Directive: Retype the stretch of the Belle Boyd passage from "Ensign Harding was" through "went to England." word for word.

Early in 1864, her health somewhat undermined, Miss Boyd decided to go to England. Jefferson Davis concurred in this decision, as she could be used as a courier to carry dispatches on her trip. On the day after her ship sailed from Wilmington, North Carolina, it was captured by a Northern warship and escorted to Boston.

Ensign Harding was placed in charge of the prize, and, on the trip north, he became completely mesmerized by Belle Boyd, finally proposing marriage, an offer that she accepted. Arriving in Boston, Miss Boyd was shortly exiled to Canada, from whence she went to England.

Through carelessness, Ensign Harding permitted the captain of the blockade-runner to escape in Boston, and Harding was cashiered from the Navy. He too made his way to England, where he and Belle Boyd were married. While in England in 1865, Belle Boyd published her memoirs, which is considered to be essentially sound with the usual embellishments of color and detail.

Record list:

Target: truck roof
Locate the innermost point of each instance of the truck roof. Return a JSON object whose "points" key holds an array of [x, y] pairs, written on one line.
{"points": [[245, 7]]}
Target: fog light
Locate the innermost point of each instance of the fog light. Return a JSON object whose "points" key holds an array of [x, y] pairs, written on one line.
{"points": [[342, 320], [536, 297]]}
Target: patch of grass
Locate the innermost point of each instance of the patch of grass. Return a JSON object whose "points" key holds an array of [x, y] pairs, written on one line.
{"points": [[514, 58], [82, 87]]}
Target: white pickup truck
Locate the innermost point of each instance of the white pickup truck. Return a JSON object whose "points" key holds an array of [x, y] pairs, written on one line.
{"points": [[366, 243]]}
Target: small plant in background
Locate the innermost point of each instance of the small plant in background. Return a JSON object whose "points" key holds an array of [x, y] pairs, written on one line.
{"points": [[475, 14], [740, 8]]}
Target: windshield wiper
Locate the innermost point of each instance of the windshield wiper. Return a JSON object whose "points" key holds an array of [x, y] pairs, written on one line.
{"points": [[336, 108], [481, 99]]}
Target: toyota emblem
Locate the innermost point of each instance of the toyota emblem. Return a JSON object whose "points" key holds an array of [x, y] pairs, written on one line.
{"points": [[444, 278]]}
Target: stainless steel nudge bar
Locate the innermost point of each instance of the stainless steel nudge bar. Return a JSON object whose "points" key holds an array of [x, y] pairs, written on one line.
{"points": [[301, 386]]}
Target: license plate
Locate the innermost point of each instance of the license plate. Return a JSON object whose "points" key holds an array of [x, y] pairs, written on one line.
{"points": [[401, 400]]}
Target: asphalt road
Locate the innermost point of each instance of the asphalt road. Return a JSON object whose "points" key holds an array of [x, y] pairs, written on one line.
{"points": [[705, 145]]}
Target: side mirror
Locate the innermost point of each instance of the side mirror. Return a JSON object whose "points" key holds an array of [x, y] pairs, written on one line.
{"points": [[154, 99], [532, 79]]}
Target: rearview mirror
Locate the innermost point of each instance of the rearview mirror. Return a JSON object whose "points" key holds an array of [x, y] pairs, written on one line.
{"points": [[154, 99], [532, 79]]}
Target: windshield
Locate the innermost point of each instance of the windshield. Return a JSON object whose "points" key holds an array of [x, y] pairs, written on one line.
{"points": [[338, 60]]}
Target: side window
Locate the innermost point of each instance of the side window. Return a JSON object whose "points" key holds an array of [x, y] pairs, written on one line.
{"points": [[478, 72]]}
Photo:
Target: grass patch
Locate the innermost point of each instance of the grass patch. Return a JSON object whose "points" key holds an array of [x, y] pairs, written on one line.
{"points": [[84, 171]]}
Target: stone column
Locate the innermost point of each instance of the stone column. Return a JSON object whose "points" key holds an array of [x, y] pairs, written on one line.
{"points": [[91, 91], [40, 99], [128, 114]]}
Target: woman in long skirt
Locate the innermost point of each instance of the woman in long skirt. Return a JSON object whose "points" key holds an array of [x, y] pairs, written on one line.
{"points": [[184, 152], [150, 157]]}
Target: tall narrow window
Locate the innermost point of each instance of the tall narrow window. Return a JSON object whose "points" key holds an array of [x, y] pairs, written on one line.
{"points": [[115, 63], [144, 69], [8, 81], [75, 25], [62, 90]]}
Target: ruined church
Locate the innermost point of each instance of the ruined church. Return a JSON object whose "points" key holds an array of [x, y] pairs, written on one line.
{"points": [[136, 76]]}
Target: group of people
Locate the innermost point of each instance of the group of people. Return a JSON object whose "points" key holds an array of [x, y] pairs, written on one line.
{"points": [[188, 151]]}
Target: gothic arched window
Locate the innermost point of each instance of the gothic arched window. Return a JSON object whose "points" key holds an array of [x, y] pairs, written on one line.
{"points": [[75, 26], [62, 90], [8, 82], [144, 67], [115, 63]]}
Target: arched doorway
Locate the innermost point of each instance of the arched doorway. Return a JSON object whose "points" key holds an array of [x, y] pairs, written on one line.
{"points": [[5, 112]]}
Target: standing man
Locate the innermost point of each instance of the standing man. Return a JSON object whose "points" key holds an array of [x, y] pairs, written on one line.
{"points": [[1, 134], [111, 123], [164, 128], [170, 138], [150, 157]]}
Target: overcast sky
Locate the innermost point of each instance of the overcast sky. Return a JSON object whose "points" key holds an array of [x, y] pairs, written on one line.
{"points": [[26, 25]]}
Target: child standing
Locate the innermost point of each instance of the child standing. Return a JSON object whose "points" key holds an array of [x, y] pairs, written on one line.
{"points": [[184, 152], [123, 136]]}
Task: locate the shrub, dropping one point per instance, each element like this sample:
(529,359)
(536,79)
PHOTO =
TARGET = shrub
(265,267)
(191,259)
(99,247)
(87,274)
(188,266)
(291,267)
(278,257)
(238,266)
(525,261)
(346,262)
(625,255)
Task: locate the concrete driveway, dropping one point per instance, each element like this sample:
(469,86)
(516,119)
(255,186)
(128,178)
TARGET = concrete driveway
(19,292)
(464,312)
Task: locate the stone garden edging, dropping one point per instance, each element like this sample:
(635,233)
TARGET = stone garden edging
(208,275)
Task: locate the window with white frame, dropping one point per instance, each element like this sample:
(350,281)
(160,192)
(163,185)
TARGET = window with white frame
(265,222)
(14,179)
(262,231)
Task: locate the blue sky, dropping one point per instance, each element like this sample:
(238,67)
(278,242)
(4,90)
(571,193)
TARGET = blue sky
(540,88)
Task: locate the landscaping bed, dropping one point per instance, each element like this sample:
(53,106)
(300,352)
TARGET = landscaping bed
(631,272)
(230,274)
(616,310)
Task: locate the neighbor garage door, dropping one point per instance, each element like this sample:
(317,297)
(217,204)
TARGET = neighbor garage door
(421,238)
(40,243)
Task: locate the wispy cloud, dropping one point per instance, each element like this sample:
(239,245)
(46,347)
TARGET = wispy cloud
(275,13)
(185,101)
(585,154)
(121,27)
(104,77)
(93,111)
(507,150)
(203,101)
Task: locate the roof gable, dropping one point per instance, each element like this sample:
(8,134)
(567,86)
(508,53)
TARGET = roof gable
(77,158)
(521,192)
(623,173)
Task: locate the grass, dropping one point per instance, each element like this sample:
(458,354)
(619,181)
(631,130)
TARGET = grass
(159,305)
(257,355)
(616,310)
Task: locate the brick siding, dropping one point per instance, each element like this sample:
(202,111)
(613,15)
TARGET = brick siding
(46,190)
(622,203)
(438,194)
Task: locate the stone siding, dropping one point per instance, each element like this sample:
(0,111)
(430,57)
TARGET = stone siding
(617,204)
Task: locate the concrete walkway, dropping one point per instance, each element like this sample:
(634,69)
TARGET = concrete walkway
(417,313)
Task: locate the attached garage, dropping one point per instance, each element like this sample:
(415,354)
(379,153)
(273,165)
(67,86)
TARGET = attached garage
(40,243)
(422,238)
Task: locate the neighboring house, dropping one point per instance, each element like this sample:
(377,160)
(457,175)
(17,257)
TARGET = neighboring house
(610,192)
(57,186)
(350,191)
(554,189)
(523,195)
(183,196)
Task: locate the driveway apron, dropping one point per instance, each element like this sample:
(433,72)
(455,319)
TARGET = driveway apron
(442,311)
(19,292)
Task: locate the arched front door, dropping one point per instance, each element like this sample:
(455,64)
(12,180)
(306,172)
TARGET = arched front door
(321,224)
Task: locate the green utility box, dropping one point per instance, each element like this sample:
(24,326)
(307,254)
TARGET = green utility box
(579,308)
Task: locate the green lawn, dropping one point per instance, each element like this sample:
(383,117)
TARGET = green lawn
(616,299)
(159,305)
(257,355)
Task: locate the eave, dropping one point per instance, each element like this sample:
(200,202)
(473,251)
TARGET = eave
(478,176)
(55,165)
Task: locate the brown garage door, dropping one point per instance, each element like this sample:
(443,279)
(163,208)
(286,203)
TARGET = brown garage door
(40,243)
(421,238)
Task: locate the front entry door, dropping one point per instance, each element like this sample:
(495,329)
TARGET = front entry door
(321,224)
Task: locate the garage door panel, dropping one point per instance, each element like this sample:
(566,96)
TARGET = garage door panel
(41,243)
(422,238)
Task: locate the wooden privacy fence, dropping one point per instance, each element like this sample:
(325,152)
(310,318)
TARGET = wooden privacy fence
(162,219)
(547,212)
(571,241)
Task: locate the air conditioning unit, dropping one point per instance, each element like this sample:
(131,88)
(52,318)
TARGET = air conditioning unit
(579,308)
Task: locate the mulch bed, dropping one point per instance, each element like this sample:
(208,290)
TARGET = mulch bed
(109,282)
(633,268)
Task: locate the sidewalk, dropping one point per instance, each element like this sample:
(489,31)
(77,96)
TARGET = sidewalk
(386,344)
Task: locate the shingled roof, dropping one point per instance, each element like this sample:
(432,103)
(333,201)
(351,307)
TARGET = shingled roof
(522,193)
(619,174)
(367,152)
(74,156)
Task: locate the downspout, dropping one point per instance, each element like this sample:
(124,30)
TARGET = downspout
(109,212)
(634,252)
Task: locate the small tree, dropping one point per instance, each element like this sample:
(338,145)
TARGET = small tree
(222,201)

Solved problem:
Ensign Harding was placed in charge of the prize, and, on the trip north, he became completely mesmerized by Belle Boyd, finally proposing marriage, an offer that she accepted. Arriving in Boston, Miss Boyd was shortly exiled to Canada, from whence she went to England.